**PROBLEM DESCRIPTION:**
Rewrite the material between the lines holding "Expected content: sparse" and "Expected content: asphalt", inclusive, swapping "decal" for "sticker" and leaving everything else unchanged. Return only those lines.

-------- GIVEN RECORDS --------

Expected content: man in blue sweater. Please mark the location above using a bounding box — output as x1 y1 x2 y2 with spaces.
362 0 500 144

--------
-------- GIVEN RECORDS --------

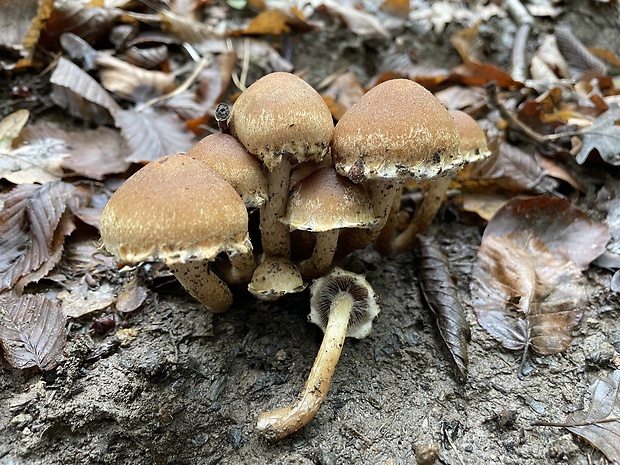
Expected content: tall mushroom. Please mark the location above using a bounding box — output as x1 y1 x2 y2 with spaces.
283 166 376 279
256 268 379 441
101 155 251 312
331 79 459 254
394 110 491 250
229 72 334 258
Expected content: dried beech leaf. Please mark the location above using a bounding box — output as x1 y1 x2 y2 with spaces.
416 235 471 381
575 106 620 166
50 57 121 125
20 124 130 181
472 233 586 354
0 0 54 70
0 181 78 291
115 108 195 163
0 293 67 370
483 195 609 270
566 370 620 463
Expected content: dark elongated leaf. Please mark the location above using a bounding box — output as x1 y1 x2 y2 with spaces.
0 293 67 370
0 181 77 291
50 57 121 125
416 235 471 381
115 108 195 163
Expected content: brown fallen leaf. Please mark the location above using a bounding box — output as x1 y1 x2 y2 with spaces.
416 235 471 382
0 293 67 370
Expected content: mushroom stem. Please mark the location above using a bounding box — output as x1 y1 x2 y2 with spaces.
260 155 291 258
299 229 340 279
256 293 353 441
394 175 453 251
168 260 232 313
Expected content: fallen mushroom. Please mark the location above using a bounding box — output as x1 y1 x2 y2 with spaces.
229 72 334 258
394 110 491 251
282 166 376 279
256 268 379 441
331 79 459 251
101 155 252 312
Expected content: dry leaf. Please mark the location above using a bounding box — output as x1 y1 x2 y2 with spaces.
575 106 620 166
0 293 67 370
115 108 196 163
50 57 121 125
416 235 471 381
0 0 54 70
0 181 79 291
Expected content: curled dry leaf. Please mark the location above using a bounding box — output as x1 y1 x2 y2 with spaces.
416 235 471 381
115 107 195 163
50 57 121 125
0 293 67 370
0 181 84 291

--------
-------- GIVEN RECORDS --------

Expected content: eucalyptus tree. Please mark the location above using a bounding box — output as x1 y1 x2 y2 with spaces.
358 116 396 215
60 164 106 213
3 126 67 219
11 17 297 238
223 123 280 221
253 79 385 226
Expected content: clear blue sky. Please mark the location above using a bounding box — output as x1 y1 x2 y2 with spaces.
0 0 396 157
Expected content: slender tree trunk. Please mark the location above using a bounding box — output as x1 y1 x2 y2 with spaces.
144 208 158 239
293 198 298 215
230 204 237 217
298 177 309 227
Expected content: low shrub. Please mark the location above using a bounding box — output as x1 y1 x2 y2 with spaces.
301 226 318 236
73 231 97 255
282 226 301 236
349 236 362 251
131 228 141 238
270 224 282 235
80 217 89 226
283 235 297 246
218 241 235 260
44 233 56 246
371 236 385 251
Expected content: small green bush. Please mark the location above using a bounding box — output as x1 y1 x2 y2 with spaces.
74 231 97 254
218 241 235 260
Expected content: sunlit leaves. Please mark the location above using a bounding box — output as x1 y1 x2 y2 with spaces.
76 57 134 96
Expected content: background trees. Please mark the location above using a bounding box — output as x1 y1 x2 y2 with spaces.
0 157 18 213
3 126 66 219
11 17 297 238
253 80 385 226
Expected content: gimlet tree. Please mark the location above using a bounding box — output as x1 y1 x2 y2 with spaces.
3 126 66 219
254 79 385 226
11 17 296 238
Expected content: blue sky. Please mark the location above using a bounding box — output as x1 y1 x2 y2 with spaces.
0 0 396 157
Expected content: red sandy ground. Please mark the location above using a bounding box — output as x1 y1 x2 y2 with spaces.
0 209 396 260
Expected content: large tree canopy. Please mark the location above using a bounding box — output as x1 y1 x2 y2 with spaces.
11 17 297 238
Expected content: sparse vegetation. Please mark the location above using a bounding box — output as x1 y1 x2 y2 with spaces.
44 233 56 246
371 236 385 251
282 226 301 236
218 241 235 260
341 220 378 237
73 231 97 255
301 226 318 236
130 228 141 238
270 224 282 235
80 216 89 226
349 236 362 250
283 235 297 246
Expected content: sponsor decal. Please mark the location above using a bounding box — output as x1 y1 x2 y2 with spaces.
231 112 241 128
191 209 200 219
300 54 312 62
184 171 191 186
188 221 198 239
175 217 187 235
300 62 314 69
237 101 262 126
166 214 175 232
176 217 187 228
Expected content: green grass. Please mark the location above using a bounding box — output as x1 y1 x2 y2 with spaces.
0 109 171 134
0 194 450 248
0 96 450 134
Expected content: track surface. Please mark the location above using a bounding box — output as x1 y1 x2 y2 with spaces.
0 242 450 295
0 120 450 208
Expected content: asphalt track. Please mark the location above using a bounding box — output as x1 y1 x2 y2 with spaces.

--------

**THE REPLY:**
Expected content: sparse vegetation. Please mark the location above using a bounding box — output as x1 y1 x2 y2 with spaces.
44 233 56 246
371 236 385 251
282 226 301 236
218 241 235 260
341 220 378 237
73 231 97 255
301 226 318 236
130 228 141 238
270 224 282 235
80 216 89 226
349 236 362 250
283 235 297 246
Expected content: sponsor sticker. Please mark the location above using a bounding box — output as x1 y1 x2 y2 with spaces.
231 112 241 128
191 209 200 219
300 54 312 62
184 171 191 186
188 221 198 239
175 217 187 235
300 62 314 69
237 101 262 126
166 214 175 232
176 217 187 228
Expected content: green grass. Please mark the location above using a bounding box — output as x1 y1 x2 y2 with spaces.
0 109 171 134
0 194 450 248
0 96 450 134
Expected content: track surface. Please mark the location above using a bounding box — output as x1 y1 x2 y2 with spaces.
0 242 450 295
0 120 450 208
Expected content: asphalt track. Please mark the location above using a bounding box — output as x1 y1 x2 y2 with spaces.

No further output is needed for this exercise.